List each line of the listing below that contains the string "white".

**INPUT FOR THIS TASK:**
<<<<

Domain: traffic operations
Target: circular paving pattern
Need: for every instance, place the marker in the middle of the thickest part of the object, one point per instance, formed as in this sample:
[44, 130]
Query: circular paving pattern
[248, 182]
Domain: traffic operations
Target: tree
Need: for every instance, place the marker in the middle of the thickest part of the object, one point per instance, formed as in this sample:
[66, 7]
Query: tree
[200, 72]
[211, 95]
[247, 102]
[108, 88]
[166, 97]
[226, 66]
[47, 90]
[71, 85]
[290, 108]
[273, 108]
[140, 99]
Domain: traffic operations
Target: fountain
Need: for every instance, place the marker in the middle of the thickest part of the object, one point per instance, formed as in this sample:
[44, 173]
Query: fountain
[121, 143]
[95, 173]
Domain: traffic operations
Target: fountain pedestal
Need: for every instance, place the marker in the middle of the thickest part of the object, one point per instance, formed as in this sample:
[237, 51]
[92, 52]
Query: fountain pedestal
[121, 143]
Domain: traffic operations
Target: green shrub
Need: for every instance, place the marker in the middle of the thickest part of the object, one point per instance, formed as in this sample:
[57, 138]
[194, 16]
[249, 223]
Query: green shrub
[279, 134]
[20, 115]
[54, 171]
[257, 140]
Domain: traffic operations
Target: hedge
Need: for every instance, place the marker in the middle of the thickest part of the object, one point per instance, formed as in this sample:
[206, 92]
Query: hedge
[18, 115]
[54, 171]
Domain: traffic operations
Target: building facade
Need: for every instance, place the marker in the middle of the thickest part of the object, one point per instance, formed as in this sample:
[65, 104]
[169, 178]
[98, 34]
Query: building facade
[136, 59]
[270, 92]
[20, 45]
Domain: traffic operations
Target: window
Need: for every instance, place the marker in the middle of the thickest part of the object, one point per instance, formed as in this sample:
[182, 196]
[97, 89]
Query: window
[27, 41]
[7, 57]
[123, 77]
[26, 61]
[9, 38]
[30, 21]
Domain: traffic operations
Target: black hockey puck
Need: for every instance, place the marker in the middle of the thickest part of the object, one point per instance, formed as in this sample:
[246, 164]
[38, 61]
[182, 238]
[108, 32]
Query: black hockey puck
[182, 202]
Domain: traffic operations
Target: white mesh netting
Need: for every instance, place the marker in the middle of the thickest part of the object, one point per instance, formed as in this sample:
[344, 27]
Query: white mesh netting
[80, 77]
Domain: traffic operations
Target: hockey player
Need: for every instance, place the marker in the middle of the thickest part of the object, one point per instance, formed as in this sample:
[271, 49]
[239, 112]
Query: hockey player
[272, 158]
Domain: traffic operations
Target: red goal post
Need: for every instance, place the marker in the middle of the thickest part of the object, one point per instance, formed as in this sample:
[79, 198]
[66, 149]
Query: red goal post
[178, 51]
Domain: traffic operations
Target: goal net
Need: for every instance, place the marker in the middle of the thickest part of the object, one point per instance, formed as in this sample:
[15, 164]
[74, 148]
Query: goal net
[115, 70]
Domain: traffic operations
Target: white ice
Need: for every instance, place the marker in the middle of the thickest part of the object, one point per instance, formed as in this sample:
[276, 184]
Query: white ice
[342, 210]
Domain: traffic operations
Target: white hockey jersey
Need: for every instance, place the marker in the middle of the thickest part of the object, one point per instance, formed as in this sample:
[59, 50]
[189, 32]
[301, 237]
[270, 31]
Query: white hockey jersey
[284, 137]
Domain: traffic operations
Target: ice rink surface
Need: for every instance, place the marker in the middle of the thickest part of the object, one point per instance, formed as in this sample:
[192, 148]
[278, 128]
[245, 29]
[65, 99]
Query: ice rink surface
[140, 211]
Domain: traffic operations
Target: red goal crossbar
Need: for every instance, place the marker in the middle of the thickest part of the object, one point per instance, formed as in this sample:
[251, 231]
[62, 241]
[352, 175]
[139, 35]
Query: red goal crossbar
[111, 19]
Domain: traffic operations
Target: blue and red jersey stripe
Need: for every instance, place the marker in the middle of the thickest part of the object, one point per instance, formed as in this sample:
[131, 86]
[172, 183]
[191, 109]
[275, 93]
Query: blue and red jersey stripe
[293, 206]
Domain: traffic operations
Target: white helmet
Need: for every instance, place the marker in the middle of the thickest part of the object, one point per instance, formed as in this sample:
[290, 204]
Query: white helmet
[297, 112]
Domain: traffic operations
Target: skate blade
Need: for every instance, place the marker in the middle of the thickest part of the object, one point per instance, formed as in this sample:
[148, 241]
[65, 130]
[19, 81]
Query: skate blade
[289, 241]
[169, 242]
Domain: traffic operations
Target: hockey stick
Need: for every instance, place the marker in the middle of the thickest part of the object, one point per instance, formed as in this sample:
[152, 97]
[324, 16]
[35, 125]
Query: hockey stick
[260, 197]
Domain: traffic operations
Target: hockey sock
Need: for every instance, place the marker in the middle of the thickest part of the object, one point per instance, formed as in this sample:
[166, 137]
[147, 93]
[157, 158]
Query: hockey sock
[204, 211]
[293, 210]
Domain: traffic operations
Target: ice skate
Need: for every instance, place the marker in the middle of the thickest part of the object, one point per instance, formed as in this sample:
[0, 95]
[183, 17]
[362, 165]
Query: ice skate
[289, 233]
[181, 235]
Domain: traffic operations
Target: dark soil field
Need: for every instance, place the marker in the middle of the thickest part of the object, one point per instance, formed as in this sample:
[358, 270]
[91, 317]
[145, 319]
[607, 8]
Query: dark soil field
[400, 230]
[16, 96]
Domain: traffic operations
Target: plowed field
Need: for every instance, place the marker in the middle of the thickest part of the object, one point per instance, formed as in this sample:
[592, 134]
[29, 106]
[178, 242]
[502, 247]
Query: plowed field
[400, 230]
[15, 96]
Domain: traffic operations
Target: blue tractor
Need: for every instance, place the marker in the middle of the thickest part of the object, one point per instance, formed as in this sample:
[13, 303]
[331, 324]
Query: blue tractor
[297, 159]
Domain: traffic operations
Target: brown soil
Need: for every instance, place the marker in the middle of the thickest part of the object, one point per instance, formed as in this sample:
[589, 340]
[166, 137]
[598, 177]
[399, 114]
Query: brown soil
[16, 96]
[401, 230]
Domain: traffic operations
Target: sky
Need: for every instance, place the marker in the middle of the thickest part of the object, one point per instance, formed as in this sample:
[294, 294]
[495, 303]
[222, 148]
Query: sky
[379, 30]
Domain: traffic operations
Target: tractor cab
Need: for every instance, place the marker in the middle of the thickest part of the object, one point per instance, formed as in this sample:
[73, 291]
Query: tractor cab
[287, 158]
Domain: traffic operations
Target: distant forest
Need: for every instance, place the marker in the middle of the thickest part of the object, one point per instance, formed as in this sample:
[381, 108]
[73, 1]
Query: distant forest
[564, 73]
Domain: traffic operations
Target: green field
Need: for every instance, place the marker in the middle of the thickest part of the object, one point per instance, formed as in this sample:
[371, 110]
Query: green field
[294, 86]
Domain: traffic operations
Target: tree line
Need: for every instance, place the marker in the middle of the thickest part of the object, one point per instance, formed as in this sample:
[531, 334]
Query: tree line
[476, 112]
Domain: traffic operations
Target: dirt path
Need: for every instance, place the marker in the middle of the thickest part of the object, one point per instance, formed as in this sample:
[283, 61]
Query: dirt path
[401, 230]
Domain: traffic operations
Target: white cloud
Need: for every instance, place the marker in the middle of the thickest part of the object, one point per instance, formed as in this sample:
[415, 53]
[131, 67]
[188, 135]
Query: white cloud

>>>>

**FULL SOLUTION:**
Target: white mesh netting
Query: white mesh netting
Target: white ice
Query: white ice
Target: white hockey jersey
Query: white hockey jersey
Target: white helmet
Query: white helmet
Target: white cloud
Query: white cloud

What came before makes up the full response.